[Task brief]
Count the lines in the rows below that contain the string "woman", treating case as significant. Give only the number.

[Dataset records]
⟨
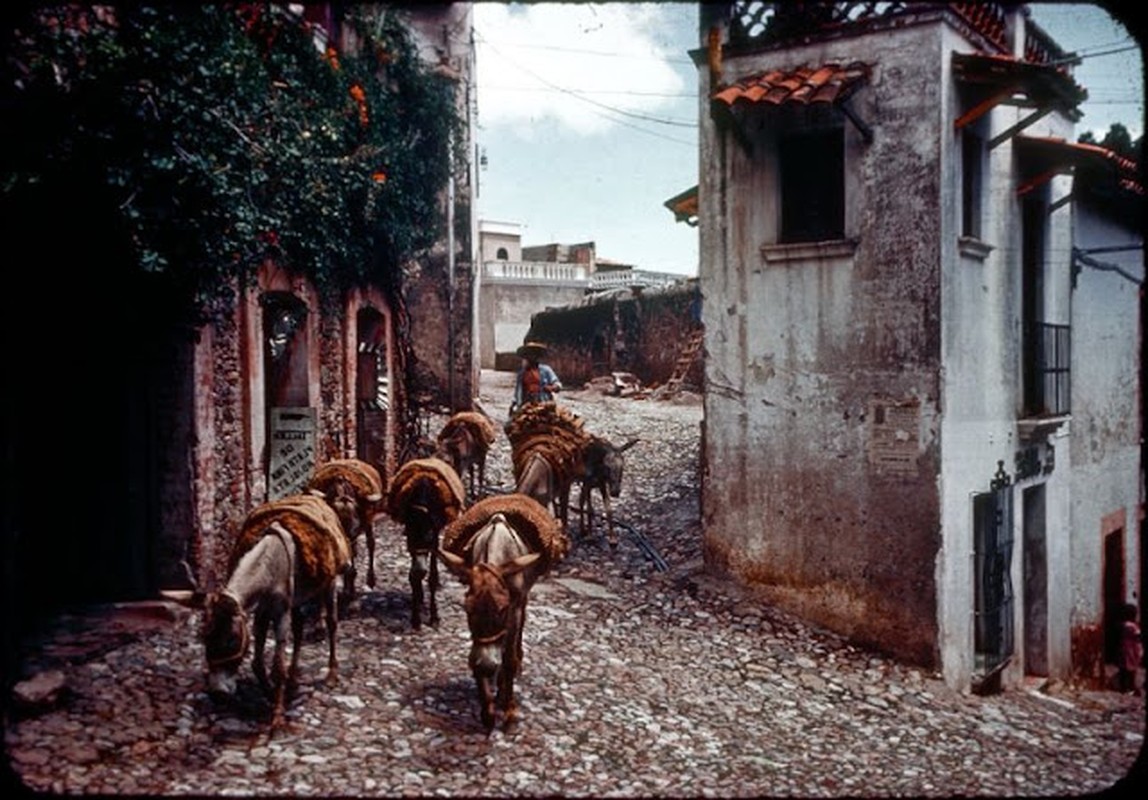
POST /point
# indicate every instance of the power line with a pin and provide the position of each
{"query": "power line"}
(586, 52)
(644, 117)
(596, 91)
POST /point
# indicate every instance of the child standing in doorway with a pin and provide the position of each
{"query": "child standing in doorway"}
(1132, 651)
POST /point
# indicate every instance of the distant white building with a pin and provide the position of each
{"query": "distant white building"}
(922, 413)
(517, 281)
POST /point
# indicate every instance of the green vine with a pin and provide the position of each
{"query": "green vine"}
(223, 136)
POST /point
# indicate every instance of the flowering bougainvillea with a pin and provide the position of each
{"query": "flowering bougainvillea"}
(226, 134)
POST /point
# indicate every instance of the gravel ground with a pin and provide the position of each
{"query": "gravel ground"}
(635, 682)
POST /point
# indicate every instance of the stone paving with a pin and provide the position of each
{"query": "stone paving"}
(635, 682)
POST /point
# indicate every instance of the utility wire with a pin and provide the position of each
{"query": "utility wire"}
(644, 117)
(596, 91)
(602, 53)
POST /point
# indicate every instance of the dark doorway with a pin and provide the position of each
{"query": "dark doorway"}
(373, 389)
(99, 417)
(1114, 593)
(1036, 582)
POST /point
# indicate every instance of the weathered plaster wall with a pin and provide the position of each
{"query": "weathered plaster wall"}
(982, 385)
(641, 332)
(822, 379)
(505, 309)
(1106, 428)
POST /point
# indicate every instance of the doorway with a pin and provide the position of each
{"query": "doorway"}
(1114, 593)
(372, 401)
(1036, 582)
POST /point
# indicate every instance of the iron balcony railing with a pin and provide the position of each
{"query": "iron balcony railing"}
(753, 22)
(613, 279)
(1047, 354)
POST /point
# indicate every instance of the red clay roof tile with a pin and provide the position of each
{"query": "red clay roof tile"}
(825, 84)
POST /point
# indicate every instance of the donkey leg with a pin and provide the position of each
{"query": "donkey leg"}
(433, 585)
(416, 575)
(296, 634)
(284, 678)
(331, 603)
(369, 531)
(513, 658)
(262, 623)
(611, 535)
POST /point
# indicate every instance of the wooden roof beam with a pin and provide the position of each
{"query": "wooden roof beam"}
(1003, 136)
(984, 107)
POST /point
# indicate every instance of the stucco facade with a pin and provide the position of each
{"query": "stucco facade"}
(1104, 434)
(878, 455)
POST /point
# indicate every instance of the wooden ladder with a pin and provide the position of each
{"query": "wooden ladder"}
(685, 358)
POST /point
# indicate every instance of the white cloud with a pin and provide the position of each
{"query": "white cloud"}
(527, 54)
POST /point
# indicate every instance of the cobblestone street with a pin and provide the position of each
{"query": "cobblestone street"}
(635, 682)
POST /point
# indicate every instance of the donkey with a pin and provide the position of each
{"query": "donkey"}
(421, 523)
(498, 568)
(354, 490)
(464, 447)
(270, 583)
(540, 480)
(425, 495)
(602, 470)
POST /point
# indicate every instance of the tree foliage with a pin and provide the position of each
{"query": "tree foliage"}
(223, 134)
(1100, 186)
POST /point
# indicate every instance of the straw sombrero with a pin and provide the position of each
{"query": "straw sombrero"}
(532, 350)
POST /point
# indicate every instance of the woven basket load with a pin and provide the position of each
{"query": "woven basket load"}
(323, 548)
(480, 425)
(437, 475)
(552, 432)
(363, 476)
(534, 523)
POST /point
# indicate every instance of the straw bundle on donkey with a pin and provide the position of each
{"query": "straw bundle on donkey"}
(464, 442)
(547, 447)
(425, 495)
(603, 465)
(355, 490)
(288, 552)
(498, 549)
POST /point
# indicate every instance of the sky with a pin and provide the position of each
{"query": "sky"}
(588, 116)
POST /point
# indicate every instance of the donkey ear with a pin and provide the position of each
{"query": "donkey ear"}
(185, 597)
(454, 562)
(518, 564)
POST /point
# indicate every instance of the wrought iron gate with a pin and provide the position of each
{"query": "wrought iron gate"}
(992, 575)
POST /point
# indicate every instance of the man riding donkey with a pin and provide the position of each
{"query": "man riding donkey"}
(536, 381)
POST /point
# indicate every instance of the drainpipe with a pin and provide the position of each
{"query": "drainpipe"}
(450, 276)
(450, 247)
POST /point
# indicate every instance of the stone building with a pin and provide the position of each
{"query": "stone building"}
(904, 440)
(519, 282)
(170, 429)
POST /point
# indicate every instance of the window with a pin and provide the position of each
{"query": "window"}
(1046, 347)
(813, 185)
(972, 148)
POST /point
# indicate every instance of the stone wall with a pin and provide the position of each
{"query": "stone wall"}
(642, 332)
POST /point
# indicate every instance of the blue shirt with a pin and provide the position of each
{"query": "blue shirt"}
(545, 377)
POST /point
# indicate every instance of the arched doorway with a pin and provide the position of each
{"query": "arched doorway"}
(289, 414)
(372, 395)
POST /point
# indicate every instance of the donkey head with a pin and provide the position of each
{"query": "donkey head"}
(459, 449)
(342, 498)
(489, 606)
(605, 464)
(225, 641)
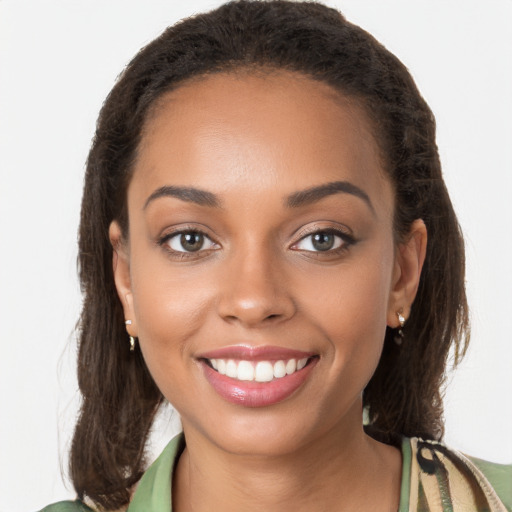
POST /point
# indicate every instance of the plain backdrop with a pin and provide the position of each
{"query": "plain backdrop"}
(59, 59)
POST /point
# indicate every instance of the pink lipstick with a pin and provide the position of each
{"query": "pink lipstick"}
(256, 376)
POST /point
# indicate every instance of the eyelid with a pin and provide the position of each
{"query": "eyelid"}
(345, 234)
(163, 240)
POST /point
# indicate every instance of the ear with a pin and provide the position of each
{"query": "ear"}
(409, 259)
(121, 269)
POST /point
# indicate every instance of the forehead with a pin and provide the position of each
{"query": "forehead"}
(257, 130)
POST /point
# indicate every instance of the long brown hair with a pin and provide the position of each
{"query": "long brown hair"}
(403, 397)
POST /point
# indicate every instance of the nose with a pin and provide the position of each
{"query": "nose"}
(255, 290)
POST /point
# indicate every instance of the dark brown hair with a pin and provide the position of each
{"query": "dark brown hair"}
(120, 398)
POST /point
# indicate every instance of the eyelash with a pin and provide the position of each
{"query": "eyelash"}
(345, 241)
(165, 239)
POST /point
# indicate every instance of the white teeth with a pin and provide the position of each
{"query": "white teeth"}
(291, 366)
(262, 371)
(301, 363)
(279, 369)
(231, 369)
(245, 371)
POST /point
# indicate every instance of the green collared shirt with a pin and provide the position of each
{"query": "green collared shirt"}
(434, 479)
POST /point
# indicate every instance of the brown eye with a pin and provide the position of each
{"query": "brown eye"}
(190, 241)
(321, 241)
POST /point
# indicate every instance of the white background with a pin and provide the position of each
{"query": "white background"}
(58, 60)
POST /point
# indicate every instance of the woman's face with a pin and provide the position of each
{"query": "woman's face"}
(260, 241)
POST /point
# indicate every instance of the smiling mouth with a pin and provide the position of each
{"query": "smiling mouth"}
(258, 371)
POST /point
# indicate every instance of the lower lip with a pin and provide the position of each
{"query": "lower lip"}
(257, 394)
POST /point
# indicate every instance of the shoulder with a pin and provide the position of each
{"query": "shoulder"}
(439, 474)
(499, 476)
(67, 506)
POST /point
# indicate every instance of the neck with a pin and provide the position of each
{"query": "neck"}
(333, 472)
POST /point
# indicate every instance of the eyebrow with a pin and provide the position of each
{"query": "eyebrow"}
(314, 194)
(188, 194)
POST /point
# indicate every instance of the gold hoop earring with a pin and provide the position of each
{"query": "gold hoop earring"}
(399, 337)
(132, 338)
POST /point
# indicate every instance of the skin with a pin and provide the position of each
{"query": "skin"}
(254, 140)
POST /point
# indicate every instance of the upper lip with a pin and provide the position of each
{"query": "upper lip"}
(251, 353)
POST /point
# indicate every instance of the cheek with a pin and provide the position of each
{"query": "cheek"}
(350, 307)
(170, 307)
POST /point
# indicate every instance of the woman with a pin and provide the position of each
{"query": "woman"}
(267, 243)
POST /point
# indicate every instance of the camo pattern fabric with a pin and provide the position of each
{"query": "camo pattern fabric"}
(444, 480)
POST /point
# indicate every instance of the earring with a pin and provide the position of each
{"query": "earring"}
(399, 336)
(132, 339)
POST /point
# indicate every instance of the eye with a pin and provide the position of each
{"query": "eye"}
(322, 241)
(189, 241)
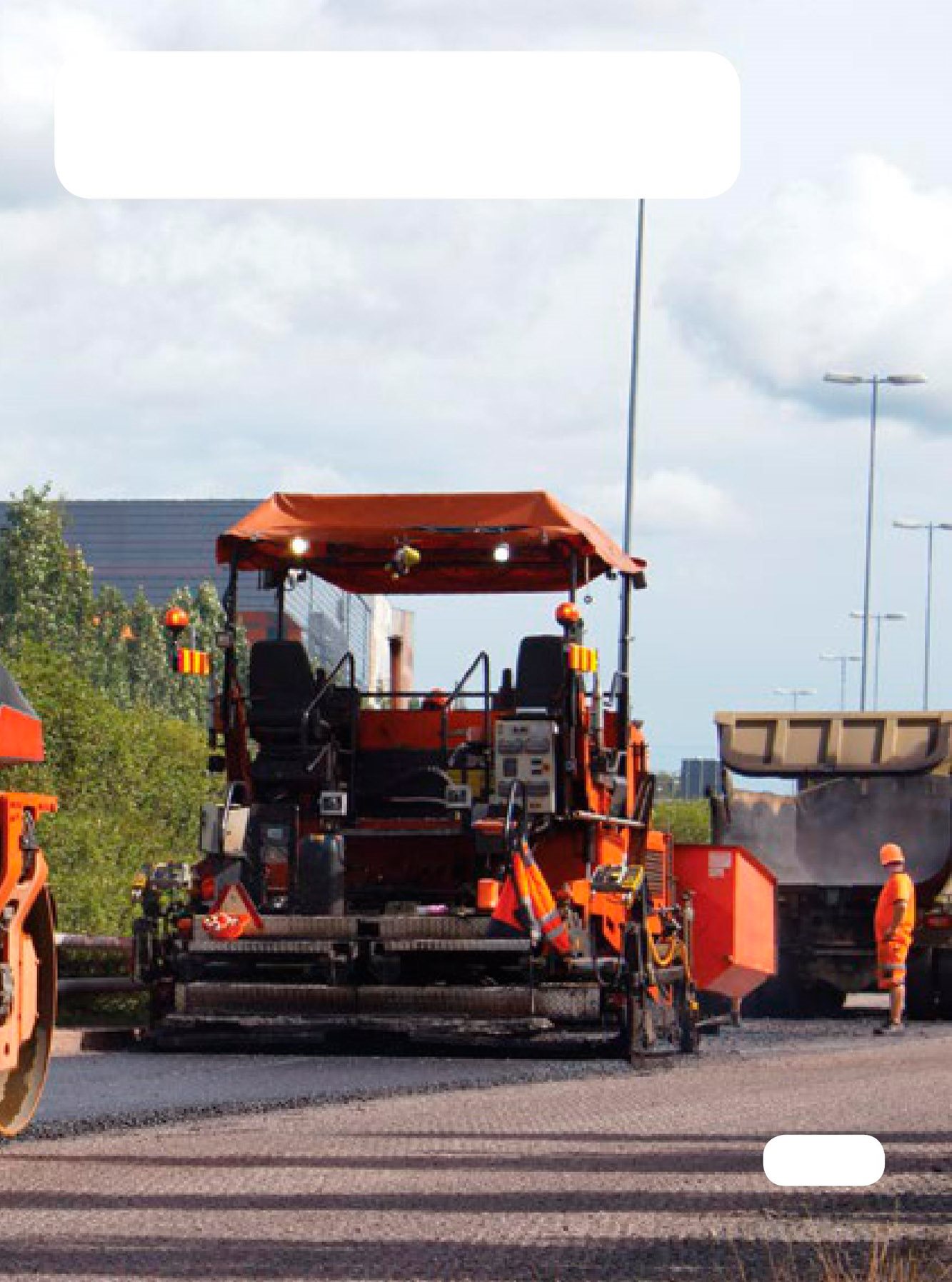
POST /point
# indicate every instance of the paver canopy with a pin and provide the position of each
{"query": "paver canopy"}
(351, 541)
⟩
[The answer]
4